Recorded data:
== == ==
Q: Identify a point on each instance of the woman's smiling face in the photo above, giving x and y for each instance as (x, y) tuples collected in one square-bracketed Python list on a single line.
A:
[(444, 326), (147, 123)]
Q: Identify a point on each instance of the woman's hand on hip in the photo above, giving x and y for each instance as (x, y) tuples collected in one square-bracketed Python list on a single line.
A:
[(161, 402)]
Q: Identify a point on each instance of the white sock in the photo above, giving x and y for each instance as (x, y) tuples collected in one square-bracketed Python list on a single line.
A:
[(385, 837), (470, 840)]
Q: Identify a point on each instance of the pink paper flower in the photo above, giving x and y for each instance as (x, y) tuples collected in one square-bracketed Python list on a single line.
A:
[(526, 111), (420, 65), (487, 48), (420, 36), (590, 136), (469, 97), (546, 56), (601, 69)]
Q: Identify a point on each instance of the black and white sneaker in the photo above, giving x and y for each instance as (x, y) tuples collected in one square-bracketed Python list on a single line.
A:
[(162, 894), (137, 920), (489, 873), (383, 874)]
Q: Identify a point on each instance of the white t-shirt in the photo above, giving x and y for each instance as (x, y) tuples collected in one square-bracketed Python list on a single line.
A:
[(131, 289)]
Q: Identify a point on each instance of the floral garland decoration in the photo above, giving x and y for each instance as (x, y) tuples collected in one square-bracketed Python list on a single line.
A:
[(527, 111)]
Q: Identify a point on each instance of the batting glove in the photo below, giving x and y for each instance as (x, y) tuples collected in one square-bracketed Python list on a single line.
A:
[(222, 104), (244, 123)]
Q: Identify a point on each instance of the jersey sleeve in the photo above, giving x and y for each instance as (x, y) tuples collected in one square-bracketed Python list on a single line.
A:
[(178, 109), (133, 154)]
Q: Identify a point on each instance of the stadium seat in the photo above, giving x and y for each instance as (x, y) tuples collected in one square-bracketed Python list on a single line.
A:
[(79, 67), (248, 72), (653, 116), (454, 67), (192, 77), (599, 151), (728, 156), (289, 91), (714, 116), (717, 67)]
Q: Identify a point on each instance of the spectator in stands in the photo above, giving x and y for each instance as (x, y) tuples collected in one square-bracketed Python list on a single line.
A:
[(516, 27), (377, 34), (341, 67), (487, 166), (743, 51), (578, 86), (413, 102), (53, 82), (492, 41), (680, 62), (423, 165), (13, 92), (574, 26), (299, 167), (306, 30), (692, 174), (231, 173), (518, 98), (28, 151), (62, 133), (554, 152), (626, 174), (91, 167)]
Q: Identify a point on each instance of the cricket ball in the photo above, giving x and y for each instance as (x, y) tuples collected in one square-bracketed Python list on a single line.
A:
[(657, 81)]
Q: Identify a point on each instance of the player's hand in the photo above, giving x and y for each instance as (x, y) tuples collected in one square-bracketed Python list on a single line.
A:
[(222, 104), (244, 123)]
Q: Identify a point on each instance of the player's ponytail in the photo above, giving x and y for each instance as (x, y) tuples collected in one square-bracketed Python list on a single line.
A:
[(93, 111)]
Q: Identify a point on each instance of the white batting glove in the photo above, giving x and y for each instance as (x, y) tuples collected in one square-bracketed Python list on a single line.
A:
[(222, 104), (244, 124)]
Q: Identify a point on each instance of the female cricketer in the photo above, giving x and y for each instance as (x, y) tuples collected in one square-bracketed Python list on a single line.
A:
== == ==
**Exercise objective**
Reply with nothing but the number of lines in the data that include the word "batting".

**Solution to this exercise**
2